Source document |
--- START ---

Last year, I said that I didn’t think it mattered which way the US election went. Trump, I said, would claim victory regardless of circumstance: he would either perpetrate the kind of electoral fraud that he spent four years accusing the Democrats of perpetrating against him, or else he would seize power in an actual coup. Either way, there would be a kind of civil war, and the UK would have to decide which side to support.
I now see that this was a comforting fantasy on my part. I wanted to believe that although Trump would certainly win, he would not win legitimately. That would have allowed me to say that the Prime Minister and the King ought not to treat with Trump and allowed nice Americans to say Not My President with some level of plausibility. I was, in short, in denial. I was not ready for Trump to actually win a second term.
Trump may not command the support of an overwhelming majority of the population. No party in a democracy ever does. Our own dear Kier had a landslide victory even though two thirds of the people who bothered to get up off their bottoms and cast their vote would have preferred a different Prime Minister. He won fair and square according to the rules he was playing by, but it would be futile to claim that he has a massive popular mandate.
Slightly more than half of America didn’t want Trump to be their President. But equally, slightly more than half of America didn’t want Harris to be their President. And slightly more Americans didn’t not want the white crook than didn’t not want the black woman. And seventy seven million people voted for him. Seventy seven million.
In 1987, about four million more of my fellow countrymen wanted Mrs Thatcher as their leader than wanted Neil Kinnock to do the job. But I didn’t see this as a metaphysical crisis. I saw it as a difference of opinion. Like Ronald Reagan, I was pretty confident that if the earth had been invaded by aliens, both sides would have buried their differences. I even thought that Mrs Thatcher probably agreed with me that it would be better if people were well educated and healthy and had somewhere to live.
You don’t need to explain to me that Mrs Thatcher’s theory—that the best way to bring about a Good Life for everyone was to sell the council houses, close the mines, cut taxes for the rich and abolish free school milk—didn’t work. I agree with you: that’s why I have always been a Trot rather than a Tory. But I am prepared to contemplate the possibility that Mrs Thatcher did believe it: that she was mistaken as opposed to actively evil.
Of course, the Tories did actively evil things. All politicians, by their nature, sometimes do. I don’t think that a conversation about how your lot tried to cosy up to General Pinochet, yeah, well, your lot had tea with Gerry Adams is particularly profitable.

--- END ---

Work to do |
(1) Copy the essay on the US election word for word, from "I now see that" to "a second term.".
(2) Report every line in the rows that contains the word "horse".

Information shown |
--- START ---

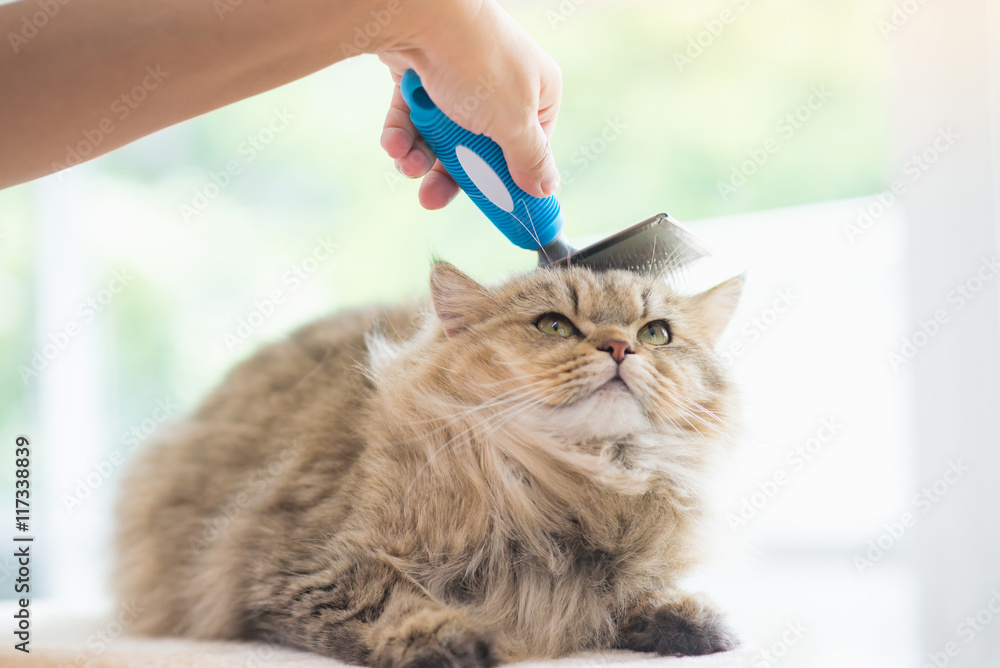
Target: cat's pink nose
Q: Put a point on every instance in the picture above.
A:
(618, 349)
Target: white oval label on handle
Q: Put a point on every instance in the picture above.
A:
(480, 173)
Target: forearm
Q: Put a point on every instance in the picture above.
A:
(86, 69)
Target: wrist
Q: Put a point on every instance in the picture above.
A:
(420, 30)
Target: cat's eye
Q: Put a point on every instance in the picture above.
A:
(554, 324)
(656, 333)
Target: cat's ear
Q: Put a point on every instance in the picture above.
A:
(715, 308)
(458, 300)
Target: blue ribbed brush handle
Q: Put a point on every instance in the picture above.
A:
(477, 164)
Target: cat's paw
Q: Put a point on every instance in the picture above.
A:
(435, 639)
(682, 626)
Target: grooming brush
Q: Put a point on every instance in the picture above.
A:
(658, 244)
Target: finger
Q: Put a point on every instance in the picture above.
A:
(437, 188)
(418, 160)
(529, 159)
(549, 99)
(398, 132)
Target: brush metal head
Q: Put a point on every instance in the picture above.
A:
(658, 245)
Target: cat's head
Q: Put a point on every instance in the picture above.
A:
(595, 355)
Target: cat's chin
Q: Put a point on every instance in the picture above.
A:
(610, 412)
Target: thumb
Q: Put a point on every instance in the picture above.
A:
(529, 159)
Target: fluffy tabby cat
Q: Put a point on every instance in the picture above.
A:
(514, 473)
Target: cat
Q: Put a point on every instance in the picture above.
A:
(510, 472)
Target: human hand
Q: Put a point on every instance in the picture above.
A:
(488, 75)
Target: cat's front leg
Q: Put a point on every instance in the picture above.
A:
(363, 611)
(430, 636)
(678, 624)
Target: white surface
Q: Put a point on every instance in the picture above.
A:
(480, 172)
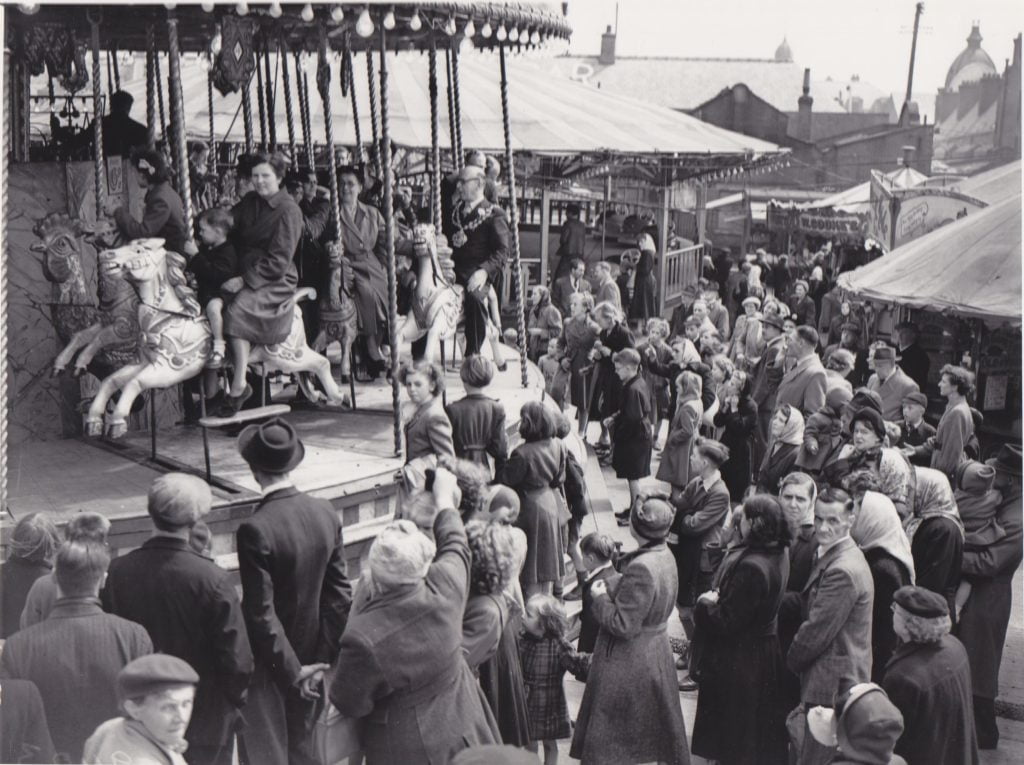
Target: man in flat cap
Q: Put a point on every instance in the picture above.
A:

--- END ---
--- START ---

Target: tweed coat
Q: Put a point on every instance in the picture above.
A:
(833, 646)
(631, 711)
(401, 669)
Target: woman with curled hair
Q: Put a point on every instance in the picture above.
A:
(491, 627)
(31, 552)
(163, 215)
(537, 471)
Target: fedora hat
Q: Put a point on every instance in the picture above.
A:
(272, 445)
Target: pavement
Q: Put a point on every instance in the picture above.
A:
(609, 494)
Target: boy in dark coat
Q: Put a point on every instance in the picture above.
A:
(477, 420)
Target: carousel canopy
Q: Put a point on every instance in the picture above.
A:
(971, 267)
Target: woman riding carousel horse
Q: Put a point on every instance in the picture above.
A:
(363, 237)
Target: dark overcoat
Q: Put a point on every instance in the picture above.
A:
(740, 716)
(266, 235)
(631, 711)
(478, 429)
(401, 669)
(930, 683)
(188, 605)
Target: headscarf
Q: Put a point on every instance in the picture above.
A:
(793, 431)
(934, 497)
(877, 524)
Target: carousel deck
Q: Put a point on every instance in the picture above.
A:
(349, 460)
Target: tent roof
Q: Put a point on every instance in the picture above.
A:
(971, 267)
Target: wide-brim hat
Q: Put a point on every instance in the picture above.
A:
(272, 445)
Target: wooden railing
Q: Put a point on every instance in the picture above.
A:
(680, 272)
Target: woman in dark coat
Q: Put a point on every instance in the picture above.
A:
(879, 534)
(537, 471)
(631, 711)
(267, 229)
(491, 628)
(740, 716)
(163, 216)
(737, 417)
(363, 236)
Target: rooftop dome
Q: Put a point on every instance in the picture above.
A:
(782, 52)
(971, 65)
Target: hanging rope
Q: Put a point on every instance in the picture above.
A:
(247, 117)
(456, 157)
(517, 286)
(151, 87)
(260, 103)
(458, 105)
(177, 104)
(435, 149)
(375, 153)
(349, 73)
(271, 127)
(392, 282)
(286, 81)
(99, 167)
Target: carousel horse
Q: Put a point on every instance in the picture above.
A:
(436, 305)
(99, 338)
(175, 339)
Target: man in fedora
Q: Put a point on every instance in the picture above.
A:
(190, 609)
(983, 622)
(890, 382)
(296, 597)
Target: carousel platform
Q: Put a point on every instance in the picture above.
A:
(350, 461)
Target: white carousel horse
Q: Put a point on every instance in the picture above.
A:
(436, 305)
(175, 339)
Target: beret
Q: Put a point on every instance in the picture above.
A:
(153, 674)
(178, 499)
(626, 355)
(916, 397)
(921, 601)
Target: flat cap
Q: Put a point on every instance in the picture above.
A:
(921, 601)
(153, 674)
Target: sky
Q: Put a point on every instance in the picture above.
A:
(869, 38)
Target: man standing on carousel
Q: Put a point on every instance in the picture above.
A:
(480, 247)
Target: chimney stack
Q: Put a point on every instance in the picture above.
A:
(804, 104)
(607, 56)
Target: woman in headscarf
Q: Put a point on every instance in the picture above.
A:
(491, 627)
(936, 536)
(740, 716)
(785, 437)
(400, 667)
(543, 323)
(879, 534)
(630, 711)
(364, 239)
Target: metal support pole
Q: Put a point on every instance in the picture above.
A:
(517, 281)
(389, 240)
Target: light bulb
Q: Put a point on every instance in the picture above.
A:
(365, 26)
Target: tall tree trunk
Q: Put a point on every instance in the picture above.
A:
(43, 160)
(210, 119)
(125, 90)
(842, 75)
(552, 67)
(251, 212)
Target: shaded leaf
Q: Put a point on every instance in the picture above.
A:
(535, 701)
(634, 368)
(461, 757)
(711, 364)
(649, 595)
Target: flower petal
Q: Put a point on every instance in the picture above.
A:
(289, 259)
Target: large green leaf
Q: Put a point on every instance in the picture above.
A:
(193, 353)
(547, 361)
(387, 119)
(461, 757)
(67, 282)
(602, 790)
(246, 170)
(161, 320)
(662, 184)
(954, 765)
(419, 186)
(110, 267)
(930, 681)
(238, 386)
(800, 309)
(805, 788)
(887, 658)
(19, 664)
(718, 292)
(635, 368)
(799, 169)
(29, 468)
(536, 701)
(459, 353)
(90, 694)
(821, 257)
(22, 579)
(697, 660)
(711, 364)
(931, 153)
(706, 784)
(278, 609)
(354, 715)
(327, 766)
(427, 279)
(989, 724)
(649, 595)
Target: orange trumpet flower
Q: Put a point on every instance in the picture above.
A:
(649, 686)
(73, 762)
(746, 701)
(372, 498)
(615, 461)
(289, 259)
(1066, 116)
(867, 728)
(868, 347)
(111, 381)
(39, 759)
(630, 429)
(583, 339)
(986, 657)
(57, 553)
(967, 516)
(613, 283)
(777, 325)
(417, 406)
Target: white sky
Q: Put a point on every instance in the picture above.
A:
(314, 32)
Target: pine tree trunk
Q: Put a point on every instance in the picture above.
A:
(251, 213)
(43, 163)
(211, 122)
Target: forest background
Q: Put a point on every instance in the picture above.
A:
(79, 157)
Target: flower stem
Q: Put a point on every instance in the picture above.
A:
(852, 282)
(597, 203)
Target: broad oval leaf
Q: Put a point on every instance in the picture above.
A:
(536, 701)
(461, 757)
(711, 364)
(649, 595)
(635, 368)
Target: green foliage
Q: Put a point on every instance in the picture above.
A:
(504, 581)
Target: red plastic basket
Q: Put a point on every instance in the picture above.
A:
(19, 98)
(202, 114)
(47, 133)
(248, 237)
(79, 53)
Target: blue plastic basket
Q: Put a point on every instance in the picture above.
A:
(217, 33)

--- END ---

Final results |
(1)
I now see that this was a comforting fantasy on my part. I wanted to believe that although Trump would certainly win, he would not win legitimately. That would have allowed me to say that the Prime Minister and the King ought not to treat with Trump and allowed nice Americans to say Not My President with some level of plausibility. I was, in short, in denial. I was not ready for Trump to actually win a second term.

(2)
Target: woman riding carousel horse
Target: carousel horse
Target: white carousel horse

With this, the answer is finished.